SOAL →
**1)** Jawablah pertanyaan berikut berdasarkan tulisan tentang Idul Fitri.
(a) Menurut penulis, berapa lama suasana Idul Fitri terasa?
(b) Menurut ucapan ulama Salaf yang dikutip, kapan kegembiraan dalam hidup datang?
(c) Bagi penulis, Idul Fitri berfungsi sebagai apa, menurut paragraf terakhir?
**2)** Teruskan tulisan tentang Idul Fitri ini, mulai setelah kalimat terakhirnya.

KUTIPAN →
++++

Tak terasa Idul Fitri sudah semakin jauh kita tinggalkan. Perlahan tapi pasti suasana kegembiraan hari raya ini memudar dan sirna. Memang sih Syawal itu sebulan lamanya, tapi suasana Idul Fitrinya cuma 4 hari, atau paling lama seminggu.

Orang-orang sudah pada kerja, anak-anak sudah bersekolah, toko-toko sudah pada buka, pajak/pasar sudah ramai. Kesibukan sudah seperti sedia kala. Sediiih...

Lho kok sedih...?

Jelas sedih, kalau menurut saya kegembiraan yang tiada duanya di dunia itu cuma ada ditemui di Idul Fitri. Apalagi momen Idul Fitri itu identik dengan kenang-kenangan masa kecil. Tak kan terlupakan.

Selain itu juga alasan kenapa saya tak ingin rasanya Idul Fitri berakhir. Karena setiap hari hidup ini selalu diwarnai dengan kesedihan, kekhawatiran, kecemasan dan masa depan yang tak pasti. Tiap hari kita dihadapkan dengan kesedihan, dan ketika tiba momen Idul Fitri, serasa hilang semua kegundahan tadi. Idul Fitri bagi saya sebagai pelipur rasa sedih dalam setahun sekali.

Seperti yang dikatakan seorang ulama besar Salaf Rahimahullah (saya lupa namanya). Beliau pernah mengatakan, kira-kira begini kalimatnya : "Hidup ini lebih banyak kesedihannya, sementara kegembiraannya hanya datang sesekali seperti hari raya".

Jadi kegembiraan di dunia ini mahal harganya.

Sebagian orang-orang yang imannya full charged sedih karena berpisah dengan bulan Ramadhan, saya malah sedih berpisah dengan Syawal (Idul Fitri). Aneh saya ya?

Bukan berarti Idul Fitri itu bagi saya hanya sekedar bersenang-senang, berpuas-puas makan dan minum yang enak-enak. Bukan itu poinnya. Idul Fitri itu bagi saya sebagai tempat istirahat sementara dari pahit getirnya kehidupan dunia ini. Faham ora son?

++++

CUPLIKAN DATA →
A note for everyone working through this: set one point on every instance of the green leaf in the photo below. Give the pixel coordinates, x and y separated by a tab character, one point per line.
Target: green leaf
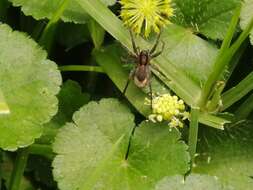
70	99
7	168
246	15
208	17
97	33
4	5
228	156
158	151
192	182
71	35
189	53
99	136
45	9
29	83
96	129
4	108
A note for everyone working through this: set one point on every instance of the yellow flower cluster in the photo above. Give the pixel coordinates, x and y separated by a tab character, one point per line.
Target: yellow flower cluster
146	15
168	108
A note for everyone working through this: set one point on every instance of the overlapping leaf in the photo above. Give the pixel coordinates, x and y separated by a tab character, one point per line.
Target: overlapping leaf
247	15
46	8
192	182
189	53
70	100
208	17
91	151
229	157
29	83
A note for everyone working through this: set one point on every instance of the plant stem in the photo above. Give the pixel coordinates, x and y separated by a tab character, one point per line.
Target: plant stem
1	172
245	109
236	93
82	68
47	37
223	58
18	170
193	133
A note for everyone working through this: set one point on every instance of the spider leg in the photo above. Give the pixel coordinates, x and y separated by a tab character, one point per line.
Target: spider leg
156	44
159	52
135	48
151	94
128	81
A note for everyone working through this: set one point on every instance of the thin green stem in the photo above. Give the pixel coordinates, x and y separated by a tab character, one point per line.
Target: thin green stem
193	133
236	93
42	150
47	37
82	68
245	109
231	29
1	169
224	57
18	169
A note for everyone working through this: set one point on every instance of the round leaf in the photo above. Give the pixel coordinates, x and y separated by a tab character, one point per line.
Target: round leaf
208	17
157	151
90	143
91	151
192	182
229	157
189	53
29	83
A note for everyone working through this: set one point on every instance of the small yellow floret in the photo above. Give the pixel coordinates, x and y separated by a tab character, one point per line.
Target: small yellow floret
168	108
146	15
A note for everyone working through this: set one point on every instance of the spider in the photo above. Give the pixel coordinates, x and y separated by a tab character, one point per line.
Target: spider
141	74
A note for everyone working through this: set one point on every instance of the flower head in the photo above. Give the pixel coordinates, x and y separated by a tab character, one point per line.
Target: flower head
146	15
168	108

++++

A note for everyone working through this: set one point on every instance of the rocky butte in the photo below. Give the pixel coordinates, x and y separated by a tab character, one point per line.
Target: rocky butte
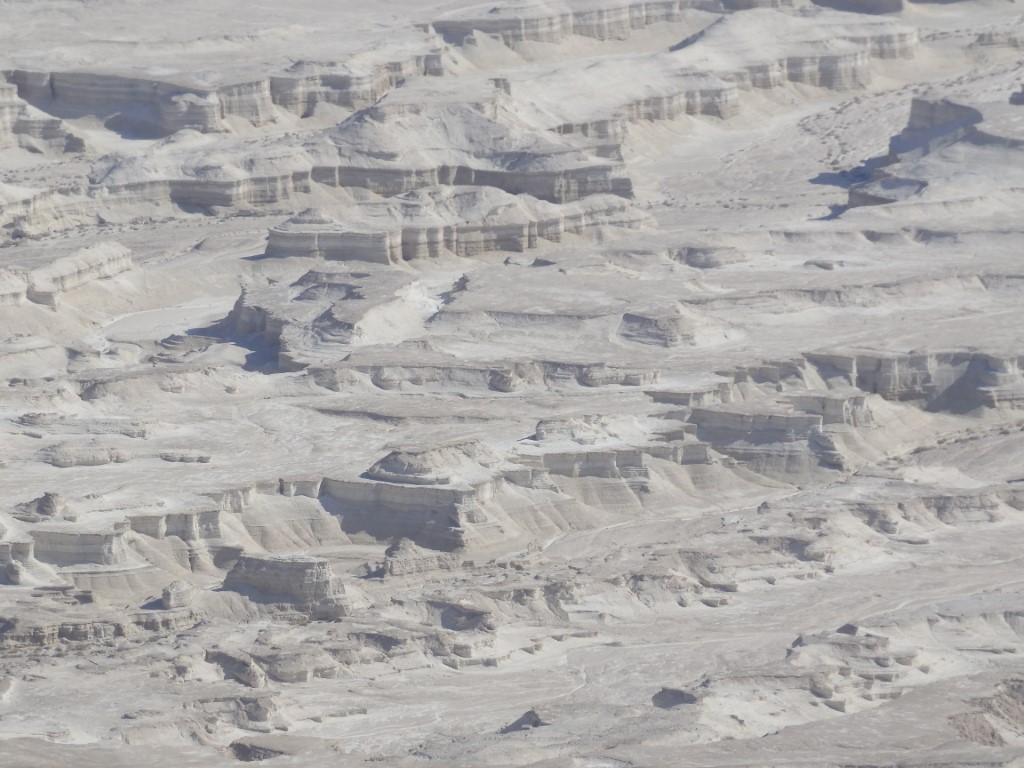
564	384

++++

JAWABAN →
**1)**
(a) Hanya 4 hari, atau paling lama seminggu.
(b) Hanya sesekali, seperti hari raya.
(c) Sebagai tempat istirahat sementara dari pahit getirnya kehidupan dunia.

**2)**
Namun ditengah-tengah suasana kegembiraan Idul Fitri ternyata ada yang bikin hambar dan kesal. Lagi-lagi penyebabnya di medsos, saya jumpai poster dakwah yang isinya bisa anda lihat di gambar paling atas dari artikel ini.

Kalimat dalam poster dakwah diatas menurut saya terlalu berlebihan kalau ga mau dibilang ada kesan sombong. Membanding-bandingkan ibadah orang yang alim dengan yang awam. Orang yang bersusah payah berpuasa dan tak maksimal dalam ibadahnya difonis berbahagia merayakan Idul Fitri karena telah merasa bebas dari Ramadhan. Menurut saya ini tidak fair, hal ini harus dirinci lagi, tidak main pukul rata. Ya, ini menurut opini saya. Saya berhak beropini kan?

Begini....

Tak semua ummat Islam ini imannya selevel para ustadz, para penuntut ilmu, para ahli ibadah, para ahli khusyuk yang selalu menikmati lezatnya iman dalam ibadah-ibadah mereka. Ga semua.....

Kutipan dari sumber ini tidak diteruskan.